■ SOURCE PASSAGE ■
Archive for September, 2014

September 13, 2014

Metaphysics — an example of what I criticize

by Neil Rickert

This morning, I came across a blog comment which is a good example of where I see metaphysics leading us astray.  I replied to that comment, and this post will mainly be quoting my reply.

Here’s what I wrote, starting with a quote from the comment to which I was responding:

Kantian Naturalist: More precisely, the point of the act/potency distinction (energeia and dunamis, respectively) is to characterize how the world must be in order for there to be modally robust empirical generalizations.

As a piece of metaphysics — indeed, a fundamental position in what might be called “transcendental realism” — it strikes as perfectly right that we should ask “how must the world be in order for science to be possible?” as well as the Kantian question, “how must the mind be in order for science to be possible?” And in answering the former question, it seems perfectly right to say that the world must have modal structure, otherwise there is nothing to make our counterfactuals correct or incorrect. (This is different from the epistemological question of how to explain our conceptual grasp of modality.)

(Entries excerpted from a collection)
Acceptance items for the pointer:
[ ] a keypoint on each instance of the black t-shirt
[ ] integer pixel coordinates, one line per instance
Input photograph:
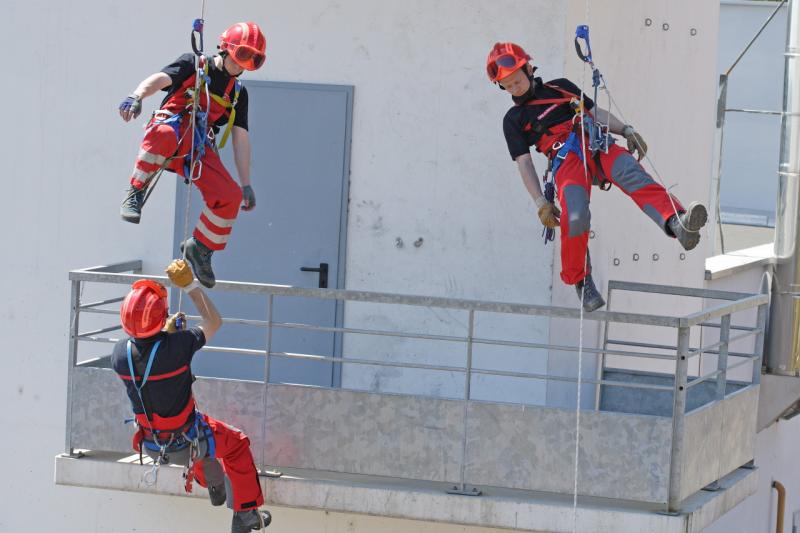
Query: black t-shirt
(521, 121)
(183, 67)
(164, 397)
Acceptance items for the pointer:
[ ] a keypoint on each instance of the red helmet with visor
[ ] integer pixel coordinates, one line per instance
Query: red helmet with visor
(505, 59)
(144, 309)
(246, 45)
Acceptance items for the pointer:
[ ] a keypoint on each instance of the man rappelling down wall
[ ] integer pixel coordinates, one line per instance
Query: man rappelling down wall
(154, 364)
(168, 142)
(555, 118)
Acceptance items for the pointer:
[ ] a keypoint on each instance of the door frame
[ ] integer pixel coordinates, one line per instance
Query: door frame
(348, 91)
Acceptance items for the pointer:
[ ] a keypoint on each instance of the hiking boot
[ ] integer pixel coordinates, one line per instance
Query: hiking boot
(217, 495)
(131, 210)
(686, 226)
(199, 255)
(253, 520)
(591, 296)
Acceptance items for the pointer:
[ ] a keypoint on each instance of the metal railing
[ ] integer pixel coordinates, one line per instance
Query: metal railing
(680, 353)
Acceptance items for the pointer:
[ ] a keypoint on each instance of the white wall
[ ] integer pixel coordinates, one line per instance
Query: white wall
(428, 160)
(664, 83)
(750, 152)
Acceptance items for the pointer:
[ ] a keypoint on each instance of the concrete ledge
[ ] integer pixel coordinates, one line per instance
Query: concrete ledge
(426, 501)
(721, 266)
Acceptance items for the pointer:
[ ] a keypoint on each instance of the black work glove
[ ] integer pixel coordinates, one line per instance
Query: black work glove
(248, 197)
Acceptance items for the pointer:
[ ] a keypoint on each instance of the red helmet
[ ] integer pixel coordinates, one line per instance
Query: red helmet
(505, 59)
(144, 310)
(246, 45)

==

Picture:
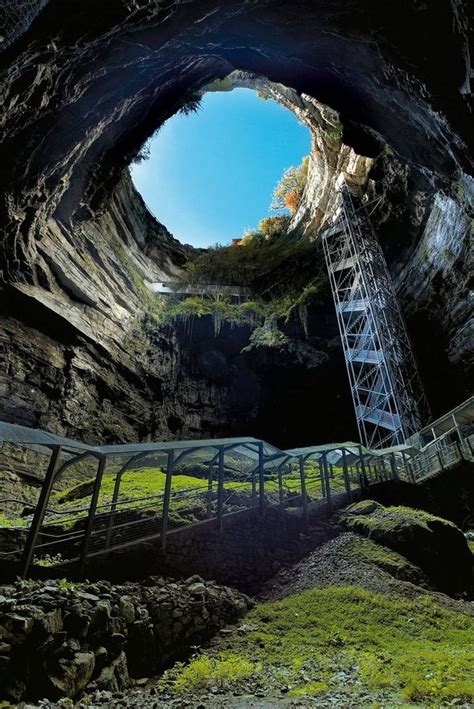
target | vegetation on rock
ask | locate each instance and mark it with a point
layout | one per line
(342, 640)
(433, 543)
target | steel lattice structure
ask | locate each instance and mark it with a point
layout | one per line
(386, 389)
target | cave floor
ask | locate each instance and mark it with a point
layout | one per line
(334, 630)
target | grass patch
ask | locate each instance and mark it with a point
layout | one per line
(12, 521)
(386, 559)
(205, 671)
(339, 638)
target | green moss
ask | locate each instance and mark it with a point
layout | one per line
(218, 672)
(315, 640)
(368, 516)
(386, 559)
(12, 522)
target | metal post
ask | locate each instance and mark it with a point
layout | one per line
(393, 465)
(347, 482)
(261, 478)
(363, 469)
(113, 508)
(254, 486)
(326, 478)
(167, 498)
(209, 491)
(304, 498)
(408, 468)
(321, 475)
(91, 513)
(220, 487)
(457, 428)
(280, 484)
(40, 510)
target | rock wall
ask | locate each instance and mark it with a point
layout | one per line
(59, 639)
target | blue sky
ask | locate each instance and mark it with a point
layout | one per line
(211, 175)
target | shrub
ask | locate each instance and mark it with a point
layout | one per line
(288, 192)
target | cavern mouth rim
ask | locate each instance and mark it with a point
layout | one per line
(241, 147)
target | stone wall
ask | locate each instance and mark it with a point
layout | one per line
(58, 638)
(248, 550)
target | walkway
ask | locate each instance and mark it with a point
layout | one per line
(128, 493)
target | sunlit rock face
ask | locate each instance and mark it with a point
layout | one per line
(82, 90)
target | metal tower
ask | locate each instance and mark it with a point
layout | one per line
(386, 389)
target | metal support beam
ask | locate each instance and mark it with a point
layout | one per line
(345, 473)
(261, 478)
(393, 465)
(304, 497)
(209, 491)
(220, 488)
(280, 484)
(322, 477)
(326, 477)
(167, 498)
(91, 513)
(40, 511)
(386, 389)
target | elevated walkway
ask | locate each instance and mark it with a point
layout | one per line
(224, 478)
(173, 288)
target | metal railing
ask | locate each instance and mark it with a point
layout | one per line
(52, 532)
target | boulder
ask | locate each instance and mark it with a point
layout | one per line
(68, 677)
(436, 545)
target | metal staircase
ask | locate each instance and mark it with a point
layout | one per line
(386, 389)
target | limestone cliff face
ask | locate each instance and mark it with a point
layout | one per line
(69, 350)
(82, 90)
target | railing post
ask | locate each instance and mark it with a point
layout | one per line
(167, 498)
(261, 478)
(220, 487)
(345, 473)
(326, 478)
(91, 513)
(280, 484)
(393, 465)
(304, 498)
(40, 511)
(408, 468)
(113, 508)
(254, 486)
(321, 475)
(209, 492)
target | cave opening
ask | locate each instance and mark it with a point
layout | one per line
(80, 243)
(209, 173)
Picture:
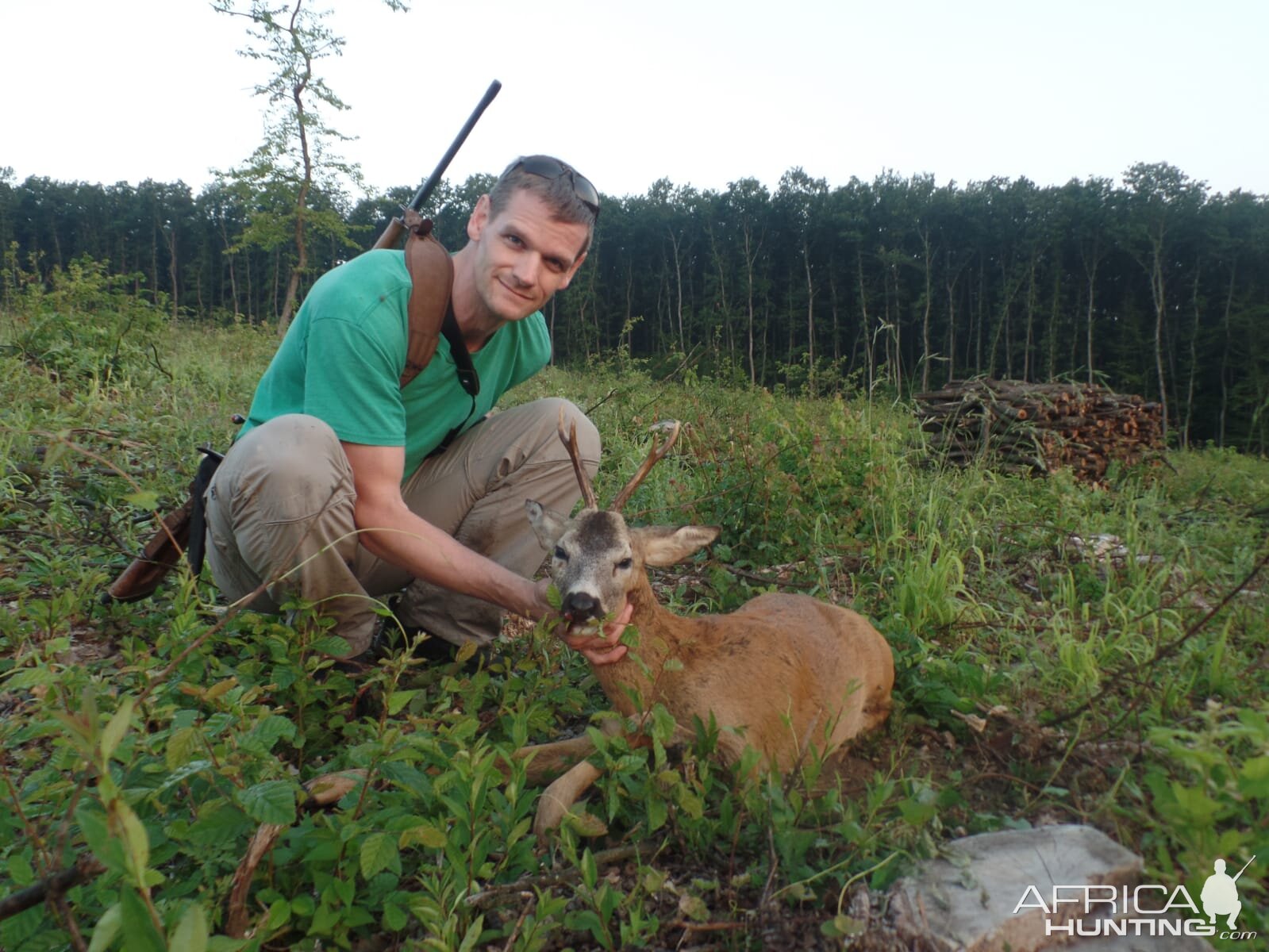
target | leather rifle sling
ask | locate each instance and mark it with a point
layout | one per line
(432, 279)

...

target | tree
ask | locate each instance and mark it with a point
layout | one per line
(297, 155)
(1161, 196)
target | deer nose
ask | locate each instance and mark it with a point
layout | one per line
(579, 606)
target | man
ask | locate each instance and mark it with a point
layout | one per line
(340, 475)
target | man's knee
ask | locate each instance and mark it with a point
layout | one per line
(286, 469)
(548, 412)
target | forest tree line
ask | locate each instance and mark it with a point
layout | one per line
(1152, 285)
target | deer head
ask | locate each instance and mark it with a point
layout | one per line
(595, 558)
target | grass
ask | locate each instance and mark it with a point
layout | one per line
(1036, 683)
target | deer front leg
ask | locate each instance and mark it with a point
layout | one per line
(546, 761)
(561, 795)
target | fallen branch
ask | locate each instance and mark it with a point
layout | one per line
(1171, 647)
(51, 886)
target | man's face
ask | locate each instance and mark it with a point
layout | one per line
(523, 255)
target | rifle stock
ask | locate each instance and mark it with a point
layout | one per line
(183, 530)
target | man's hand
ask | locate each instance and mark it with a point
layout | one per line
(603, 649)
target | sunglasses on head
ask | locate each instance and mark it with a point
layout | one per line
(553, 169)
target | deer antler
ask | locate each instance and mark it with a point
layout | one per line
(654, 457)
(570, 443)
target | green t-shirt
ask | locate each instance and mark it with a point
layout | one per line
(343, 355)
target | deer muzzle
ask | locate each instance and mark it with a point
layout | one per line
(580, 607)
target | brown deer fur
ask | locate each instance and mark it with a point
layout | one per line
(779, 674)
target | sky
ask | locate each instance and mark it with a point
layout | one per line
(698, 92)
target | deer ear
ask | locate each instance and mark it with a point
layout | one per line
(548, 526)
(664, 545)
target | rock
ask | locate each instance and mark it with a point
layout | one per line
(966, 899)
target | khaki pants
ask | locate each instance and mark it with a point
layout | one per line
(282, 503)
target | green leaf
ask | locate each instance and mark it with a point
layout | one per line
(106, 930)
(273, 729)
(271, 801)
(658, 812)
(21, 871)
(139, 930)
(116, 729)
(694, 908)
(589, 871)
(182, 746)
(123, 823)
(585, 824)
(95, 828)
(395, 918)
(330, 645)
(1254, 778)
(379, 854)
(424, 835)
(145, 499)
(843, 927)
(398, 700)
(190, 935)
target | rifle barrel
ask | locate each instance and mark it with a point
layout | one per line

■ TASK GOAL ■
Write what comes next in the blog post on metaphysics, picking up after its final sentence. None of the entries is needed for what is asked here.

■ ANSWER FOR THE TASK ■
Wow!

To me, this reads like philosophy’s version of “Adam and Eve.” That is to say, it comes across to me as the origins myth that is the founding belief of philosophy seen as religion.

I prefer the alternative: it is obvious that science is possible, so let’s investigate how does it actually work. Let’s not start with a dubious a priori assumption, that it works by generalization (induction).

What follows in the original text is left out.